* **Required work**: Take the data below and copy exactly the lines starting at the one with "Objective — for every instance of the chrome" and finishing at the one with "Objective — for every instance of the handicap symbol", both included.

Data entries
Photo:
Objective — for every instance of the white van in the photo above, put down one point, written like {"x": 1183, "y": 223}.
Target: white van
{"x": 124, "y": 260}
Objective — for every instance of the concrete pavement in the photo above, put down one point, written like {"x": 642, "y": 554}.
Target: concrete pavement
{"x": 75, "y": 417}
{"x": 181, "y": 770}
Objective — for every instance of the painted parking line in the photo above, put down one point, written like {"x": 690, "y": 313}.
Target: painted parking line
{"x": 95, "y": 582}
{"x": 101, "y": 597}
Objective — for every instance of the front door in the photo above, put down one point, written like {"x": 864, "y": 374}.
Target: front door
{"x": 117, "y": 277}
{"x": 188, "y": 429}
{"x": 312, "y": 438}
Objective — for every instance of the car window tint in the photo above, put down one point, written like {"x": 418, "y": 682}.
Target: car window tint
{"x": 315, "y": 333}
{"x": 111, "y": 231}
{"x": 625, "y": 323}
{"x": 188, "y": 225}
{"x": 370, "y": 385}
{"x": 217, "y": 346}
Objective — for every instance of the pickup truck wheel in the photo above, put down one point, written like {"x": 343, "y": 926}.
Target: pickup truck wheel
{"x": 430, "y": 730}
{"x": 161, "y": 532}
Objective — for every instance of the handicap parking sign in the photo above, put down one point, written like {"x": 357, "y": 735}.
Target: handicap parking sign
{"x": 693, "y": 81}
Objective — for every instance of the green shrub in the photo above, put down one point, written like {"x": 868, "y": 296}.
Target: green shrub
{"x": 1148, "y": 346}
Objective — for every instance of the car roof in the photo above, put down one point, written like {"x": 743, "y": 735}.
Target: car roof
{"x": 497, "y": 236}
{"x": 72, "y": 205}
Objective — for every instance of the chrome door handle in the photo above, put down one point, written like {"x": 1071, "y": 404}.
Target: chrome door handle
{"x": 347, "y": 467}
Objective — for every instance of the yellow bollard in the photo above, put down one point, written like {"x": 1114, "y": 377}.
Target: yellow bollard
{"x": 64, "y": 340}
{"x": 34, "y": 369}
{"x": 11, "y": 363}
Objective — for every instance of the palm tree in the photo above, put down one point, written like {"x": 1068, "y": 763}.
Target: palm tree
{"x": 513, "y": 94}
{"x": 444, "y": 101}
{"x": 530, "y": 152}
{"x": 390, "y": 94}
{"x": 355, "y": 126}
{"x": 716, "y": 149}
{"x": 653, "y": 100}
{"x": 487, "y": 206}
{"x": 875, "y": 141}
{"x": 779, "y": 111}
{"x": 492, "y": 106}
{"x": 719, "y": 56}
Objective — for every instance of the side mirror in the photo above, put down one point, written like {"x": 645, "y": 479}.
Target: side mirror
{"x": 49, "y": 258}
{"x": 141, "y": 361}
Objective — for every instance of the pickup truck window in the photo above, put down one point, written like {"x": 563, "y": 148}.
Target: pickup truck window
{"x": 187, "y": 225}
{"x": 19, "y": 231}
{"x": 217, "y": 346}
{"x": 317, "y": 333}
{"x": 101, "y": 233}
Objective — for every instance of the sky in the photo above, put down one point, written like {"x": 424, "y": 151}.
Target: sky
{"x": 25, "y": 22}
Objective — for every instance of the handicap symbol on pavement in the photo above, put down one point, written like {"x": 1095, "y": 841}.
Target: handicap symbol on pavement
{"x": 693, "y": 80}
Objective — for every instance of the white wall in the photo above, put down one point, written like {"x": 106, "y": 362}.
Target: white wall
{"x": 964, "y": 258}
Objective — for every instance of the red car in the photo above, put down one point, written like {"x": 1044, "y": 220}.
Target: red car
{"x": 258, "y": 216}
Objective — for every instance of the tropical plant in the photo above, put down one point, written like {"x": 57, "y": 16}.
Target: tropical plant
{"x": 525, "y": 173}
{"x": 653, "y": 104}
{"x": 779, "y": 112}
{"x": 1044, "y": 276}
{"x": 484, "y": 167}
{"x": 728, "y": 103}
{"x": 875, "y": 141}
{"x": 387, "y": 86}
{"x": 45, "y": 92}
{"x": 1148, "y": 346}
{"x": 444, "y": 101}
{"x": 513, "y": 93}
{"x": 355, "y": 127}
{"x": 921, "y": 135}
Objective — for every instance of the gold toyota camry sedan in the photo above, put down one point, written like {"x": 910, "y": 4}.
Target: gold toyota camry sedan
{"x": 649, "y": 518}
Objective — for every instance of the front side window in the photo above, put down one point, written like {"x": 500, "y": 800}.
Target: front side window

* **Result for this task**:
Objective — for every instance of the chrome door handle in the photo above, put down one point, written like {"x": 1071, "y": 404}.
Target: chrome door handle
{"x": 347, "y": 467}
Objective — for every instance of the yellow bollard in the photo above, put down one point, written like {"x": 1114, "y": 377}.
Target: yellow bollard
{"x": 64, "y": 340}
{"x": 34, "y": 369}
{"x": 11, "y": 363}
Objective — for every instance of the palm tree in the photo above, put down one point, written like {"x": 1068, "y": 763}.
Target: palm tree
{"x": 513, "y": 94}
{"x": 444, "y": 101}
{"x": 530, "y": 152}
{"x": 390, "y": 94}
{"x": 355, "y": 126}
{"x": 716, "y": 149}
{"x": 653, "y": 100}
{"x": 487, "y": 206}
{"x": 875, "y": 141}
{"x": 779, "y": 111}
{"x": 492, "y": 106}
{"x": 719, "y": 56}
Objective — for every instance of the side mirror in the photo above, put down one point, written like {"x": 645, "y": 479}.
Target: side mirror
{"x": 49, "y": 258}
{"x": 141, "y": 361}
Objective — for every instance of the pickup truck window in the photo above, put down one point, written like {"x": 563, "y": 148}.
Target: pickup truck window
{"x": 187, "y": 225}
{"x": 19, "y": 231}
{"x": 217, "y": 346}
{"x": 317, "y": 333}
{"x": 101, "y": 233}
Objective — for every instance of the sky in the photo above, put down one point, written like {"x": 424, "y": 151}.
Target: sky
{"x": 25, "y": 22}
Objective — for every instance of the handicap symbol on pavement in the photo above, put down one point, written like {"x": 1095, "y": 841}.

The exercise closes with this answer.